• **The request**
Retype the text on book banning from "Beulah Gasnick, the" to "in Farley, Iowa.)".

• **Passage given**
━━━━━━━━

Kinsella's working book title was The Kidnapping of J.D. Salinger. The movie's producers wanted to feature Salinger, but he wouldn't allow it, threatening to sue. Terence Mann became the fictitious author under scrutiny for writing the novel, The Boat Rocker.
Beulah Gasnick, the woman making her case before a packed room, asserted that the book was "smut and filth, and has no place in our school." (This scene was filmed at a school in Farley, Iowa.)
Nussbaum, in his role as the school principal, responded: "Mrs. Gasnick, it is not smut. The book you're waving about is hardly smut. It is considered by many critics to be the classic novel about the 1960s. Its author is widely regarded as the finest satirist of his time."
But Beulah Gasnick was not having it. She proclaimed that the novels written by this controversial author and activist of the 1960s "endorsed promiscuity, godlessness, the mongrelization of the races and disrespect to high ranking officers of the United States Army". She added, "And that is why right-thinking school boards all across the country have been banning this man's S-H-I-T since 1969."
Finally, Ray Kinsella's wife, Annie (played by Amy Madigan) had had enough. She rose from her seat, saying that the author was “a warm and gentle voice of reason during a time of great madness. He coined the phrase, 'Make love, not war.' While other people were chanting, 'Burn, baby, burn' he was talking about love, and peace, and understanding."
After Gasnick ridiculed Annie's husband, Ray, (played by Kevin Costner) for plowing up a cornfield to build a baseball field, Annie defended him, saying, "At least he is not a book burner, you Nazi cow."
Then, she proposed to the PTA board and members of the community: "Let's put it to a vote. Who wants to burn books? Who wants to spit on the Constitution of the United States of America? Anybody? Who's for the Bill of Rights? Who thinks freedom is a pretty darn good thing? Who thinks we need to stand up to the kind of censorship they had under Stalin? Let's see those hands?" After seeing a sea of raised hands, she concluded, "All right, there you go."
Solution in Search of a Problem
I'm relieved that U.S. District Judge Stephen Locher recently placed a temporary injunction on certain portions of SF496, the 2023 Iowa law banning books depicting sex acts, and prohibiting instruction on LGBTQ+ topics.. The injunction will block enforcement of the law until a decision is made regarding two federal lawsuits claiming that these provisions violate both the First and Fourteenth Amendments.

━━━━━━━━

Point labeling data based on photos:
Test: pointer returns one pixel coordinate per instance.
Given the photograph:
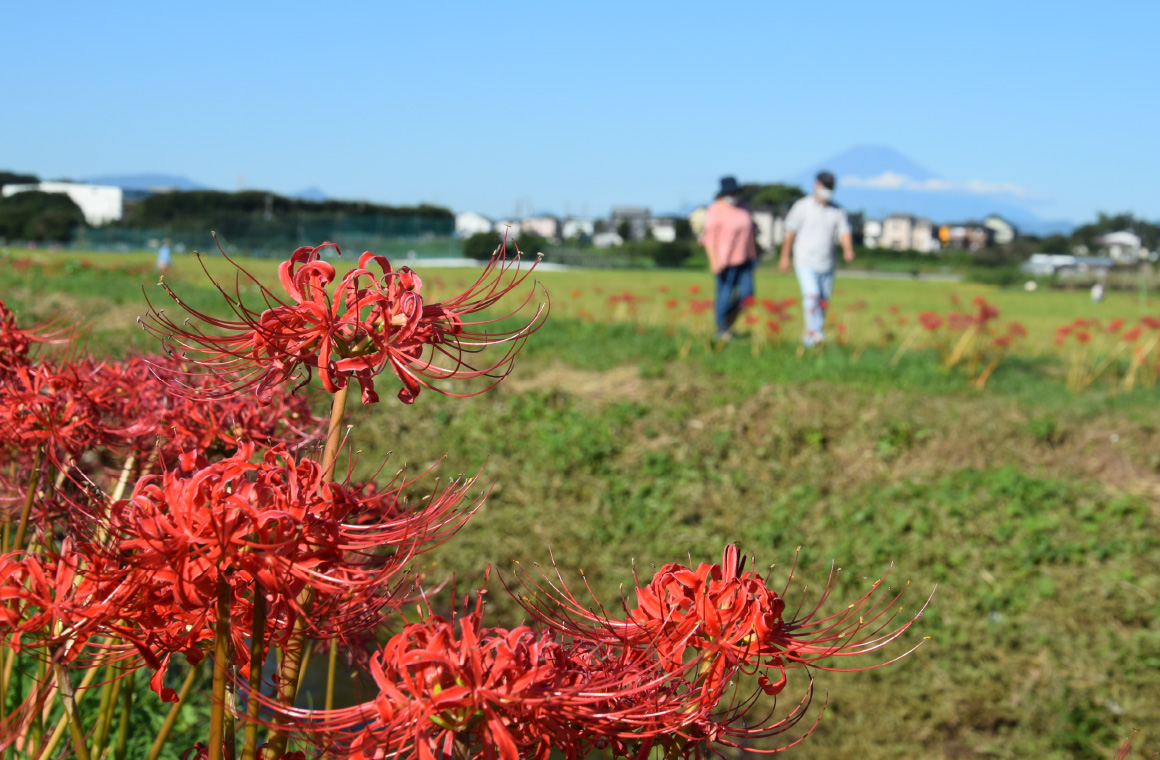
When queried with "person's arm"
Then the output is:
(848, 247)
(787, 246)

━━━━━━━━

• **Worked answer**
Beulah Gasnick, the woman making her case before a packed room, asserted that the book was "smut and filth, and has no place in our school." (This scene was filmed at a school in Farley, Iowa.)